# [INPUT DATA]
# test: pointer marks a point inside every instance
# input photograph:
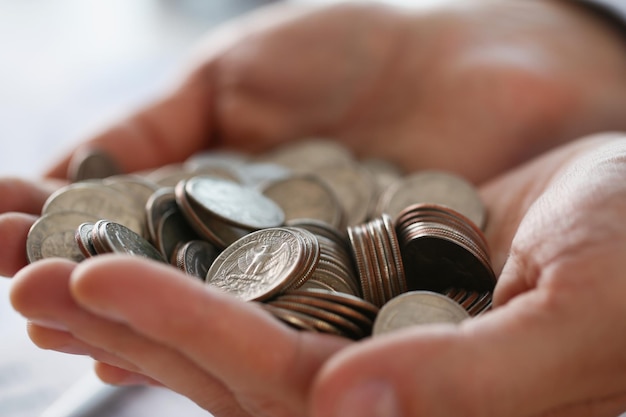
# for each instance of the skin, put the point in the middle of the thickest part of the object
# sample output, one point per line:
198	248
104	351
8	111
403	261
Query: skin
505	104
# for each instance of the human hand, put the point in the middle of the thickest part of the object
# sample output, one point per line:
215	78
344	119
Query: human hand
554	343
249	107
473	87
554	229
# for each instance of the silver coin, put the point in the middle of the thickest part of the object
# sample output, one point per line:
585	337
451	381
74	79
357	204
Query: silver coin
257	174
84	241
173	230
53	236
305	197
100	201
196	257
259	265
92	164
160	203
117	238
135	187
241	206
434	187
416	308
354	188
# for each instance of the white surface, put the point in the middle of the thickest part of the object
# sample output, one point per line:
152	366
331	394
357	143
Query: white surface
68	65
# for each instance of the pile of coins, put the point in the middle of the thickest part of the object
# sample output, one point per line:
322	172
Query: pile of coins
321	240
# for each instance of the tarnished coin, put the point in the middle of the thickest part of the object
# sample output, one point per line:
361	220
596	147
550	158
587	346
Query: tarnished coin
53	235
84	241
116	238
97	200
354	188
348	328
196	257
92	164
160	203
137	188
233	203
305	197
173	230
436	187
356	303
417	308
440	250
302	321
262	264
257	174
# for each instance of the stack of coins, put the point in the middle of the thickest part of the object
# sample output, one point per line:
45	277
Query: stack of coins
415	308
223	211
320	239
265	263
378	258
441	248
108	237
475	302
335	270
324	311
316	199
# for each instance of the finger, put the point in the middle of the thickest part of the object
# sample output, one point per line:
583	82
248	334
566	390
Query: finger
250	351
63	341
523	359
14	229
166	131
121	376
25	196
41	293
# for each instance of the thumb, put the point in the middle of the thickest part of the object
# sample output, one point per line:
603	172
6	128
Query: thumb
524	359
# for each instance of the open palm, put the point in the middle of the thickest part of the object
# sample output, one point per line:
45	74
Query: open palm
405	86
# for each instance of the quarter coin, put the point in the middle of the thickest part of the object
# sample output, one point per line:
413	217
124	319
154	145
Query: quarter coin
417	308
53	235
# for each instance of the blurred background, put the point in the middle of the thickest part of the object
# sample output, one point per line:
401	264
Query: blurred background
67	66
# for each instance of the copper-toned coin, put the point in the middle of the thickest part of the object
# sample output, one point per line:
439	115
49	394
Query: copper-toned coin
116	238
172	230
305	197
417	308
482	304
196	257
234	204
364	322
83	239
97	200
157	206
258	174
368	309
437	187
332	279
440	251
53	235
92	164
348	328
363	268
262	264
354	188
302	321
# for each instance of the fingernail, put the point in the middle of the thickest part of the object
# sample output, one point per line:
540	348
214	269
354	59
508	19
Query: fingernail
368	399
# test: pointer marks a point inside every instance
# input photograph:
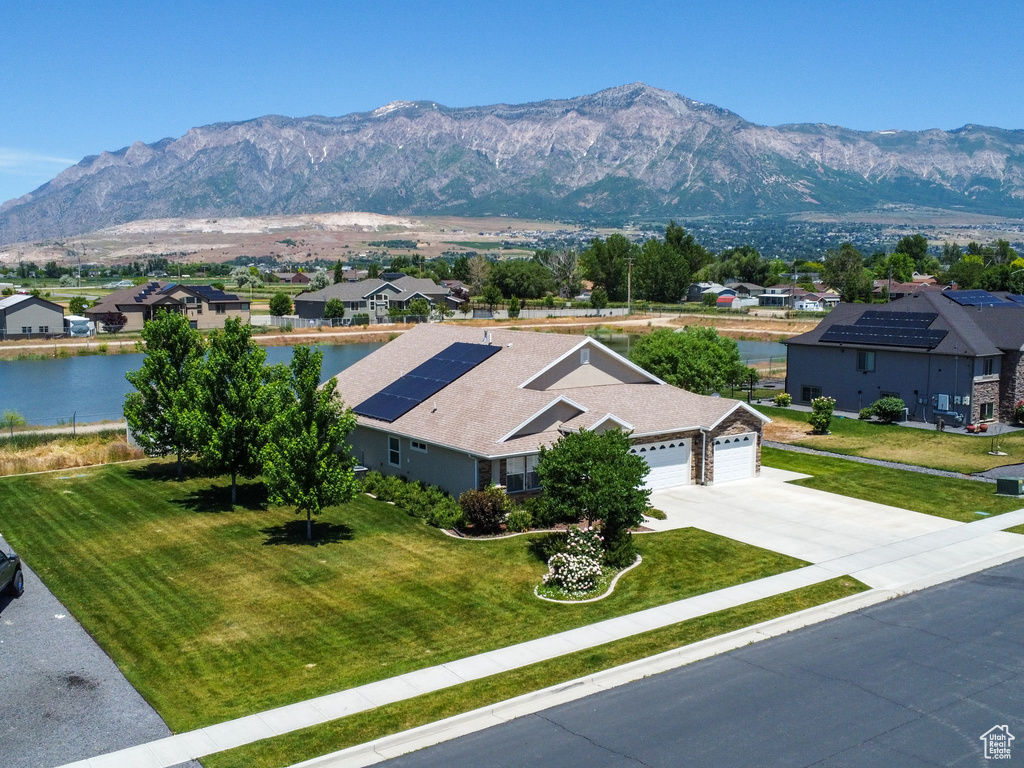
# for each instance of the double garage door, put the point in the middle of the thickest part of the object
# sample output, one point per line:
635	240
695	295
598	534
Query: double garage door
670	461
734	457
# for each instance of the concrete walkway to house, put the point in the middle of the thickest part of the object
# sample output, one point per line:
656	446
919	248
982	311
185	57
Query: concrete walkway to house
882	546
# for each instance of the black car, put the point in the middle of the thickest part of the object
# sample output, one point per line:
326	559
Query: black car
11	579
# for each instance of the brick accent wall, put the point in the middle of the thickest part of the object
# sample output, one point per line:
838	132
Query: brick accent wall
1011	384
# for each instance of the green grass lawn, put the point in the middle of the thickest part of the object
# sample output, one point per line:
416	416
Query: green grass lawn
926	448
932	495
213	614
366	726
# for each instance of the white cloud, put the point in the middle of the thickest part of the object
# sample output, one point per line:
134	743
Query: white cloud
27	163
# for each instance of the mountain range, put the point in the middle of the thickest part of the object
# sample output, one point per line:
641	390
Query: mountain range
630	153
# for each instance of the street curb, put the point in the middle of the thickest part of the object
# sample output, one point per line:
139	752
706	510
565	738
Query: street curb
528	704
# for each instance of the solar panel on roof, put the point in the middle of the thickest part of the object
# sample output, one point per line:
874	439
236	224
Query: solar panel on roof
404	393
975	298
893	337
896	320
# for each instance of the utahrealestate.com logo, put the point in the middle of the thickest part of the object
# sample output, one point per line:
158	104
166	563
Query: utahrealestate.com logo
997	740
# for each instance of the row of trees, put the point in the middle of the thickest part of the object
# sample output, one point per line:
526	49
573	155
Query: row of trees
218	400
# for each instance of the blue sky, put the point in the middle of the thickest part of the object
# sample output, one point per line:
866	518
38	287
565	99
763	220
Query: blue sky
80	78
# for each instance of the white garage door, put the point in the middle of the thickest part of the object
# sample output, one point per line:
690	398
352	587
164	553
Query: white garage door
734	457
669	462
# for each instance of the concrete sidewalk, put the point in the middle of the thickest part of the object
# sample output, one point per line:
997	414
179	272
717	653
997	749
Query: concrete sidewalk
945	552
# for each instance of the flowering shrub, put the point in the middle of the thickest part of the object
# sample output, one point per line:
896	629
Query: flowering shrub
821	411
577	570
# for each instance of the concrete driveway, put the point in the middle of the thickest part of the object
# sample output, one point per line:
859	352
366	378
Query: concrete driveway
880	545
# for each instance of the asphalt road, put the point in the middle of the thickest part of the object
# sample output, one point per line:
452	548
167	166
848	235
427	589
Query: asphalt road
911	682
62	697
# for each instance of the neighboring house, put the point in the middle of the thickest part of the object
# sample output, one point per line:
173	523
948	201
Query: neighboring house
696	290
203	305
939	351
462	409
374	297
745	290
24	315
294	278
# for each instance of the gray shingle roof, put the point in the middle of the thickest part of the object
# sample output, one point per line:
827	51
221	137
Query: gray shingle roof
475	412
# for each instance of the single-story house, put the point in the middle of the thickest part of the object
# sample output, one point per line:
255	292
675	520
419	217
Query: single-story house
205	306
24	316
462	408
293	278
374	296
942	352
696	291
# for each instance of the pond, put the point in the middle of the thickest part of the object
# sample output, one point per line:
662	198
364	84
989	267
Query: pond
93	388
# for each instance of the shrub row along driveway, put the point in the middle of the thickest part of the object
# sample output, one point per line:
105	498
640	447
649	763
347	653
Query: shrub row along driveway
66	698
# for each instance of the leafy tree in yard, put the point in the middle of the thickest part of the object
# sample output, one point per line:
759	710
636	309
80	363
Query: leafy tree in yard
165	414
419	307
529	280
334	308
492	296
306	462
606	263
697	358
281	304
113	322
594	477
318	282
238	401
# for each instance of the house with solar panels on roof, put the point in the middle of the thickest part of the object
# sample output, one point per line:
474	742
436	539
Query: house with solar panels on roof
204	306
950	354
463	409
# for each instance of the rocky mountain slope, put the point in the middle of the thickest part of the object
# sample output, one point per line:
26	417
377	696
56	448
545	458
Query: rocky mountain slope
631	152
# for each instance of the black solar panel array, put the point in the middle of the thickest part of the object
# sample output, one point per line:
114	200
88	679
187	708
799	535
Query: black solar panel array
401	395
889	329
976	298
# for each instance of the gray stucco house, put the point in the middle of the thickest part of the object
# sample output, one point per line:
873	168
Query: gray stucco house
942	352
462	409
24	316
374	296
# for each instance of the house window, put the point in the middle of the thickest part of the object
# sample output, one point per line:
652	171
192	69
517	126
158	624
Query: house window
520	473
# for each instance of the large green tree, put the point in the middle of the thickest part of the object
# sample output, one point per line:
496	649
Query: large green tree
165	414
306	461
594	477
605	263
843	269
697	358
522	278
238	401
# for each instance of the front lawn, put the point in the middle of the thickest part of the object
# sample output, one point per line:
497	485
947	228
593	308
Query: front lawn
932	495
926	448
213	614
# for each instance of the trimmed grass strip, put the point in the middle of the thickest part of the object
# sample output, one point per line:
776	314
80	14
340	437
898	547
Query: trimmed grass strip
383	721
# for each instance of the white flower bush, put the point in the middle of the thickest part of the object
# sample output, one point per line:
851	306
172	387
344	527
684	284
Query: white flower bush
577	570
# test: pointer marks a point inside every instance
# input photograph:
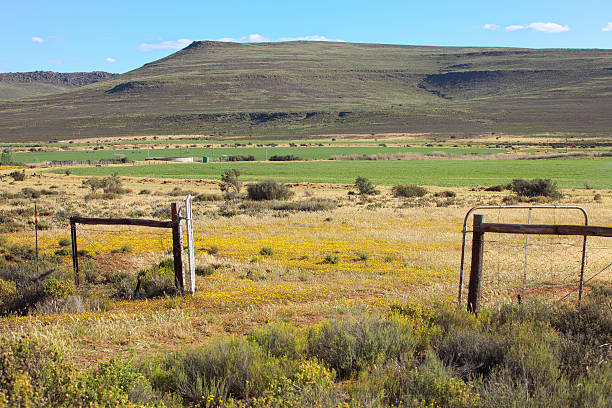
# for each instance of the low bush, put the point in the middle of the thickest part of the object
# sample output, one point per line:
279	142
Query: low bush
535	188
331	259
58	289
365	186
288	157
313	204
268	190
17	175
446	194
157	281
239	157
408	191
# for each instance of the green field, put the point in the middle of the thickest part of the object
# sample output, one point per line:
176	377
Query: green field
569	173
260	153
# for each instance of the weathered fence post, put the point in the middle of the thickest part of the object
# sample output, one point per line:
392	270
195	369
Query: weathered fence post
476	269
75	258
177	248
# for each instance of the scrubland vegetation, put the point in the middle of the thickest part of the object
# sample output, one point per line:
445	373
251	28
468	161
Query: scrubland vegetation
307	295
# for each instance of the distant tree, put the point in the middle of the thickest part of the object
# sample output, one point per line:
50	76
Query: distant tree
365	186
230	182
7	157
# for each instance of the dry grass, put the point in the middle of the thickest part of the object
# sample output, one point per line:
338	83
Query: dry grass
413	251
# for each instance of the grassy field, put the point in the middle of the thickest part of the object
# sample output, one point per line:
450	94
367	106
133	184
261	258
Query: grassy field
329	297
260	153
569	173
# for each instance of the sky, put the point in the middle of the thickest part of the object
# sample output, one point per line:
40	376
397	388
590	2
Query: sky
118	36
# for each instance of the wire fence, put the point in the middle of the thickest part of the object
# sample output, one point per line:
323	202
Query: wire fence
520	266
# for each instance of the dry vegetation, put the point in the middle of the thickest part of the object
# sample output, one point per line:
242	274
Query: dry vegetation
326	253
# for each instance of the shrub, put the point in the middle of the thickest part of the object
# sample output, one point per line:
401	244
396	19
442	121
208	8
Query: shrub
158	280
230	182
288	157
331	259
239	157
8	293
205	270
408	191
365	186
535	188
58	289
268	190
110	185
279	340
62	252
350	346
313	204
17	175
446	194
7	157
267	251
231	367
63	242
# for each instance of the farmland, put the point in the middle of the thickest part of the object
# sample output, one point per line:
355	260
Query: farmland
569	173
326	258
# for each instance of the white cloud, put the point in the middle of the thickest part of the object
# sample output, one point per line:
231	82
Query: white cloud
515	27
542	27
310	38
165	45
548	27
246	38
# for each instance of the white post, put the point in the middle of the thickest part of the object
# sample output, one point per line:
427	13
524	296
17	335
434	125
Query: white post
190	250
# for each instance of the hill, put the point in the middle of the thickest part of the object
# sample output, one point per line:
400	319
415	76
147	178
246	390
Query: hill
302	88
15	85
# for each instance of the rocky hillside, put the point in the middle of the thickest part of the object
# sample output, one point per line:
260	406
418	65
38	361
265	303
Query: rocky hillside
305	88
15	85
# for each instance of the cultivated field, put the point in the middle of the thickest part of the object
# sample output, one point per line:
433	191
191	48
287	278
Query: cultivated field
327	254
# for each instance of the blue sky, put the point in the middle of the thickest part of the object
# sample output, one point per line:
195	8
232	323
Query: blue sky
118	36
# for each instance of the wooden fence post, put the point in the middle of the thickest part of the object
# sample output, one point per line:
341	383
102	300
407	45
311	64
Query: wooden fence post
476	268
177	248
75	257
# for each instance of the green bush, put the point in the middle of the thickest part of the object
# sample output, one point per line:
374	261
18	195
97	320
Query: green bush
8	293
7	157
63	242
536	188
408	191
350	346
35	375
268	190
158	281
17	175
365	186
331	259
58	289
231	367
266	251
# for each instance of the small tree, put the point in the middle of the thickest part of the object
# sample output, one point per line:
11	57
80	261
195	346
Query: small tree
365	186
269	190
7	157
230	182
536	188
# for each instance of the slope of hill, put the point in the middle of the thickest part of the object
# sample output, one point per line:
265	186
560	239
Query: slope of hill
15	85
301	88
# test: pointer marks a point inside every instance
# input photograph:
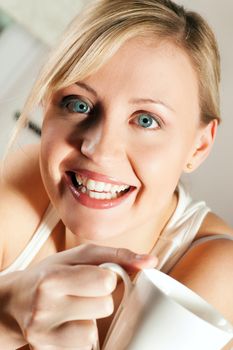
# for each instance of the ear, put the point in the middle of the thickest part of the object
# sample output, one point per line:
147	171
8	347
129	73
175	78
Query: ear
203	144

# [WHAT TO WORK ON]
Copy the listing above word for word, from the line containing "# for each instance of the small" through its last line, both ends included, and leave out any picture.

# [OUTPUT OF THE TASK]
# for each instance of the small tree, put the point in the middle of the thickest part of the object
# sample output, one point per line:
11	57
80	261
195	346
Query: small tree
365	186
269	190
7	157
230	182
536	188
# for each instance of the slope of hill, put the point in the middle of the thickest part of the object
# sample output, one point per line:
265	186
560	239
Query: slope of hill
15	85
301	88
# test: pointer marks a point inside every instance
# input photograph:
# for each instance of the ear, put the point in the middle of the thickest part of the object
# sample output, one point per line:
147	171
8	347
129	73
175	78
Query: ear
203	144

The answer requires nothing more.